Source:

Futures in the red at the time of this writing as talking heads focus on China trade tariffs, dollar/bitcoin pricing, treasuries, earnings and several economic data points coming due today.
From Bloomberg
"Global stocks are ending the week at record highs after President Donald Trump appeared to soften his approach toward tariffs on China. The yen strengthened after the Bank of Japan raised interest rates.
The president said in an interview with Fox News that he would “rather not” use tariffs against the world’s second-largest economy. He has also, so far, held back from imposing tariffs on Europe, though he warned of levies against Canada and Mexico.
Signs that Trump is open to negotiation has helped lift assets around the world under the shadow of a trade war, from stocks to currencies. Emerging-markets currencies are on course for their best week since July 2023. Europe’s benchmark Stoxx 600 index is on track for a fifth weekly advance after hitting a record. The dollar dropped to a one-month low as investors switched to higher-yielding assets.
“It is early days but nothing that President Donald Trump has said or done has caused a bad reaction in financial markets,” said Chris Iggo, chief investment officer of core investments at AXA Investment Managers. “Quite the contrary. It is paying to stay invested.”
US futures slipped 0.2% after the S&P 500 scaled a fresh peak."
In REIT News
Evercore ISI initiates MAA with an Inline rating ($155 price target)

What you are asked to do: Reproduce the part of the market update starting with "Signs that Trump" and going on through "($155 price target)".

Point annotation records
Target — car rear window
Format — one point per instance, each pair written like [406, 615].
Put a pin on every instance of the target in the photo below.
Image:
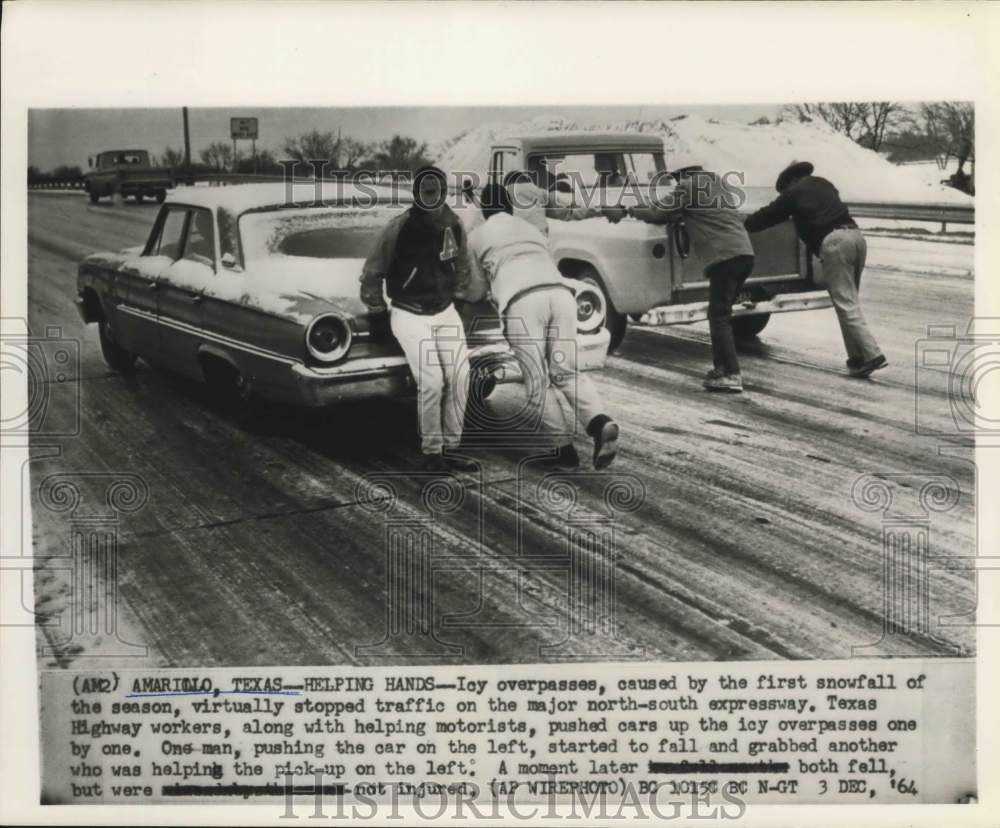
[317, 233]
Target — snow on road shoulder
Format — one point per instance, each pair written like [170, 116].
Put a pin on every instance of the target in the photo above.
[760, 151]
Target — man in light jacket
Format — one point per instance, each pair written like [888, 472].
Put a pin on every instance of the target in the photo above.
[538, 308]
[422, 258]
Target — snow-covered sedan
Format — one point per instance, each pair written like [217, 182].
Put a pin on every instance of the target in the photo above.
[254, 289]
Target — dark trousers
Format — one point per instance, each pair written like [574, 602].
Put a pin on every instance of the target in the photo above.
[725, 280]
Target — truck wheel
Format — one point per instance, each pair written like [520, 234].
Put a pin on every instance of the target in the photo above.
[115, 355]
[615, 322]
[747, 327]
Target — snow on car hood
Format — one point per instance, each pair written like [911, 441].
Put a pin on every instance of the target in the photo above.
[287, 286]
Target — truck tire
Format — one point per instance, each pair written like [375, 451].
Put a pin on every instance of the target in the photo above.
[615, 322]
[747, 327]
[117, 358]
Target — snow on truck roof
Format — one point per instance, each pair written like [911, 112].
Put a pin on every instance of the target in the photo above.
[241, 198]
[586, 138]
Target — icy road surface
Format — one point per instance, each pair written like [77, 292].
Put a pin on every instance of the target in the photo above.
[733, 520]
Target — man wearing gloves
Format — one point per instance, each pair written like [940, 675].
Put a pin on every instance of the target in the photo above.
[422, 258]
[824, 224]
[538, 308]
[710, 213]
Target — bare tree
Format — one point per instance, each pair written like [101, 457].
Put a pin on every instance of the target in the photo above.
[401, 153]
[952, 125]
[218, 156]
[353, 153]
[864, 122]
[172, 157]
[313, 146]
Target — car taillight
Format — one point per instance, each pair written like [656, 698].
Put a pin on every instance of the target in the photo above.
[590, 310]
[328, 337]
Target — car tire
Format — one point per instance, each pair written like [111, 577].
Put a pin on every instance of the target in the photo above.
[117, 358]
[747, 327]
[615, 322]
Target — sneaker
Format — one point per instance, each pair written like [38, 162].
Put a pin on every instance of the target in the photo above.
[433, 463]
[866, 368]
[566, 458]
[605, 431]
[455, 462]
[732, 383]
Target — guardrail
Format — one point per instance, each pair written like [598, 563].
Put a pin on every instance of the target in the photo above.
[944, 213]
[902, 211]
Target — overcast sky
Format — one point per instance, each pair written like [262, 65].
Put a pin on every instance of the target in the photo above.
[69, 136]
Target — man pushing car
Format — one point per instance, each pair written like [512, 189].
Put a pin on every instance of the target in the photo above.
[511, 258]
[422, 257]
[824, 223]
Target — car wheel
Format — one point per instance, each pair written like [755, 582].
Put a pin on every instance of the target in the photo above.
[747, 327]
[228, 388]
[615, 322]
[115, 355]
[481, 385]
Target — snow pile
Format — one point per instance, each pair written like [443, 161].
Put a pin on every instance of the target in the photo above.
[760, 151]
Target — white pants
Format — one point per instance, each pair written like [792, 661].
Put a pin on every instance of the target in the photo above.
[436, 352]
[541, 329]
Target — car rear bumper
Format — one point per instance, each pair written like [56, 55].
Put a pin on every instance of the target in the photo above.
[698, 311]
[375, 377]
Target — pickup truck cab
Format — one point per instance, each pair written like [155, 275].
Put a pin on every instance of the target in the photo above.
[644, 271]
[129, 173]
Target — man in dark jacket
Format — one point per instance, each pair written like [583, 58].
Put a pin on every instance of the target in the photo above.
[422, 258]
[710, 210]
[824, 224]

Output of the exercise:
Signs that Trump is open to negotiation has helped lift assets around the world under the shadow of a trade war, from stocks to currencies. Emerging-markets currencies are on course for their best week since July 2023. Europe’s benchmark Stoxx 600 index is on track for a fifth weekly advance after hitting a record. The dollar dropped to a one-month low as investors switched to higher-yielding assets.
“It is early days but nothing that President Donald Trump has said or done has caused a bad reaction in financial markets,” said Chris Iggo, chief investment officer of core investments at AXA Investment Managers. “Quite the contrary. It is paying to stay invested.”
US futures slipped 0.2% after the S&P 500 scaled a fresh peak."
In REIT News
Evercore ISI initiates MAA with an Inline rating ($155 price target)